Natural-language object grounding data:
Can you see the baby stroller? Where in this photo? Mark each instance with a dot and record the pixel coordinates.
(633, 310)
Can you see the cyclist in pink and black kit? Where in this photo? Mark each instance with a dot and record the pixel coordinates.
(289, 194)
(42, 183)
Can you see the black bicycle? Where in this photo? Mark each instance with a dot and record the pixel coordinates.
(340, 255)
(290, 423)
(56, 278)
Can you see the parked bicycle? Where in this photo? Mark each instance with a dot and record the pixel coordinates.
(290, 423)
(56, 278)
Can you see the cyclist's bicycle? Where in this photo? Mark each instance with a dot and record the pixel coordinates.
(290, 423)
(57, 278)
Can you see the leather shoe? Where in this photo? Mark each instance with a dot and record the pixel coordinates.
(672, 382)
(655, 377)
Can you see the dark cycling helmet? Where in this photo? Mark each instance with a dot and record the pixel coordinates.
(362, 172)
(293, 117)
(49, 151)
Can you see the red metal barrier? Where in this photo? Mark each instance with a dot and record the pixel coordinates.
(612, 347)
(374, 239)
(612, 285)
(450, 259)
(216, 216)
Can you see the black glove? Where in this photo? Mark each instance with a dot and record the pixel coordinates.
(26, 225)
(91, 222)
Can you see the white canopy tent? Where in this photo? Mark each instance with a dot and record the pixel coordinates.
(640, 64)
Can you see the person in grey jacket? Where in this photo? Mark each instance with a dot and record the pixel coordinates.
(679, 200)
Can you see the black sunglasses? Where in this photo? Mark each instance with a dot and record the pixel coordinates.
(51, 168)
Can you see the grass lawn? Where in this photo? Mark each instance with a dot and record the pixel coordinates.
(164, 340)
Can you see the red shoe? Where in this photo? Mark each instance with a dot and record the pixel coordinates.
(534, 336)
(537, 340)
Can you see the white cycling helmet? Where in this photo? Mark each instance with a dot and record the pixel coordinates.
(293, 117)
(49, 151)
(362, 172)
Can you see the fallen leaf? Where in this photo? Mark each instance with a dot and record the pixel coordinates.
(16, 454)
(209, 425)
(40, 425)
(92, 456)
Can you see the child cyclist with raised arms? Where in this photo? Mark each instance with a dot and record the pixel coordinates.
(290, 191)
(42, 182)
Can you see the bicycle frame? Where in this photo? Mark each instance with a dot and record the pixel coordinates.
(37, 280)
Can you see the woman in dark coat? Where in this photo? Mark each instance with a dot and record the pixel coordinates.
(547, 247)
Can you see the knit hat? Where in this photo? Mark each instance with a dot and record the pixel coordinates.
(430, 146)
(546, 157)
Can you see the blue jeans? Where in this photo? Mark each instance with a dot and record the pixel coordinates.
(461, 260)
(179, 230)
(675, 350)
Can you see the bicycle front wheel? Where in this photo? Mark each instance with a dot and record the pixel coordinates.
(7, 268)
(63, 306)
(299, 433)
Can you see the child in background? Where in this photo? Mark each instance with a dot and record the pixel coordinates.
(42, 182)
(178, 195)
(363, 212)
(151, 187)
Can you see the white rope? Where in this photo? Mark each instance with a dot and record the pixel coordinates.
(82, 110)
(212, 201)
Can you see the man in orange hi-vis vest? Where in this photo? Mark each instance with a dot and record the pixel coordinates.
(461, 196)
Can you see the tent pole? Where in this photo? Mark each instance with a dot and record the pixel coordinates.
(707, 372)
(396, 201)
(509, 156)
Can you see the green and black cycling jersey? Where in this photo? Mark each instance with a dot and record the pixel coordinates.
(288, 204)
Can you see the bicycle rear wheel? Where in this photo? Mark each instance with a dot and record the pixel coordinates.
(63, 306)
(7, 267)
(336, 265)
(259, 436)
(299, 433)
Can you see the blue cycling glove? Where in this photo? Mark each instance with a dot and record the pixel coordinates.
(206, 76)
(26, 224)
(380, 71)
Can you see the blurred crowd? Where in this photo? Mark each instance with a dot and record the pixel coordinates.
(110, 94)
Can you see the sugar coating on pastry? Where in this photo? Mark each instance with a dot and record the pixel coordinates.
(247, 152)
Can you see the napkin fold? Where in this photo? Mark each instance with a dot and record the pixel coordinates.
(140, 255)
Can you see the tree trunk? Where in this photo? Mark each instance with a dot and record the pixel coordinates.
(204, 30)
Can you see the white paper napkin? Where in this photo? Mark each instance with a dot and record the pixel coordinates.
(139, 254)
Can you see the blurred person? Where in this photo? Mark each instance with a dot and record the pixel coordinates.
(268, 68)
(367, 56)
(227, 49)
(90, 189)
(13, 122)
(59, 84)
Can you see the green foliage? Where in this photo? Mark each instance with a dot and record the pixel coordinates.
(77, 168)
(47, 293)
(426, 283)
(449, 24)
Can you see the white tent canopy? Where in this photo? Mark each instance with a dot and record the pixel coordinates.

> Instructions to follow
Above are the entries; return each one exactly.

> Result below
Can you see the baby stroller? Where in this photo? Mark each instance with a dot and record the pixel coordinates.
(633, 310)
Can you see the cyclist in pink and black kit? Where in this photo? Mark each instance with a dot and record the pixel coordinates.
(289, 194)
(42, 183)
Can you see the black bicycle? Where in this photo? Mark each instance with a dot and record the pixel coordinates.
(340, 255)
(290, 423)
(56, 278)
Can you see the parked bicycle? Where in this photo? Mark each instance with a dot and record the pixel coordinates.
(290, 423)
(56, 278)
Can you see the cyclist's bicycle? Where in this photo? Mark each instance with a dot and record the pixel coordinates.
(290, 423)
(57, 278)
Can you see the leather shoe? Where in this photo? Mark each instance with a dot and record the pixel coordinates.
(672, 382)
(655, 377)
Can you see the dark cycling helmet? Where in this photo? Mark each instance with a dot and record the pixel coordinates.
(362, 172)
(293, 117)
(49, 151)
Can you see the red metal barrier? Where in this photo? Mark each instance with a dot and record the pixel coordinates.
(612, 347)
(374, 239)
(612, 285)
(450, 259)
(216, 216)
Can you see the black glove? Where in this photo? Mark each instance with a dot and record the pixel coordinates.
(26, 225)
(91, 222)
Can you see the white canopy tent? Where in this photo? Mark each instance with a dot and record the pixel coordinates.
(640, 64)
Can you see the person in grey jacket? Where in this photo? Mark each instance with a dot and record the pixel coordinates.
(679, 200)
Can you see the black sunglasses? Where in this photo? Mark each instance with a dot and record the pixel coordinates.
(51, 168)
Can you see the grass lawn? Where in this photo? Mark each instance with a dot and record the pixel coordinates.
(164, 340)
Can you see the red shoe? Where in this photo? Mark each instance with a dot and record the pixel coordinates.
(534, 336)
(537, 340)
Can you see the white cycling helmet? Where in this photo? Mark each instance with a dot and record the pixel coordinates.
(293, 117)
(49, 151)
(362, 172)
Can you see the fallen leaf? Where in this photo? Mark each instance with a dot and record the pixel coordinates.
(16, 454)
(209, 425)
(40, 425)
(92, 456)
Can you see the child cyclist with raised arms? Where in this photo? Mark each instance with a dot and record the pixel coordinates.
(290, 191)
(42, 182)
Can you see the bicycle frame? Where in this photo? Mark each instance with a dot and record the pixel coordinates.
(37, 280)
Can you see the woman in dark coat? Where in this photo? Mark each instance with a dot and record the pixel coordinates.
(547, 247)
Can you see the knit hat? Where in this photo? Mark each instance with a dot and record the pixel coordinates.
(430, 146)
(546, 157)
Can you see the blue jeans? Where in this photo? Mark each instance with a dot and record the pixel coordinates.
(461, 260)
(179, 230)
(675, 350)
Can you see the bicycle front wheel? Where in this photo? Mark each instance with a dot and record the pixel coordinates.
(7, 268)
(63, 306)
(299, 433)
Can you see the child in background? Where in this photo? Mark each instance with a dot and record the pixel coordinates.
(42, 182)
(178, 195)
(363, 212)
(151, 187)
Can you see the white rope? Where in this photo? Mark each instance with a dot and record the pixel coordinates.
(82, 110)
(212, 201)
Can you see the man in orange hi-vis vest? Where in this photo? Mark each instance with a dot and record the pixel coordinates.
(461, 196)
Can you see the tent pole? Where in this photo? Mark each instance with a dot and record the pixel coordinates.
(707, 372)
(396, 201)
(509, 156)
Can you see the green and black cycling jersey? Where in this photo? Mark each instance with a dot and record the pixel coordinates.
(288, 204)
Can you see the bicycle rear wheel? Where in this photo? Mark each instance with a dot and record the pixel coordinates.
(63, 306)
(7, 267)
(336, 265)
(259, 436)
(299, 433)
Can you see the blue cycling glove? Where in this photo? Mark each instance with a dot and record the pixel coordinates.
(206, 76)
(26, 224)
(380, 71)
Can you see the blurred crowd? Where in this photo? Mark each instance with a dot and record the pixel coordinates.
(110, 94)
Can you see the sugar coating on pastry? Where in this photo? Mark each instance with a dot and record the pixel coordinates.
(247, 152)
Can you see the napkin fold? Where in this photo? Mark each instance with a dot and record the pixel coordinates.
(140, 255)
Can you see the tree trunk? Where in this photo? Mark each instance with a dot and record the pixel coordinates.
(204, 30)
Can you see the white paper napkin? Where in this photo? Mark each instance with a dot and record the pixel coordinates.
(139, 254)
Can you see the blurred person? Where in this photo? Mark each instance with a dot and record the pixel coordinates.
(268, 68)
(367, 56)
(227, 49)
(90, 189)
(13, 122)
(59, 84)
Can you see the green foliage? Where in this photo? Mark each instance with a dot and record the pixel coordinates.
(77, 168)
(47, 293)
(426, 283)
(449, 24)
Can you see the white tent canopy? Where in this photo? Mark each instance with a dot and record the pixel coordinates.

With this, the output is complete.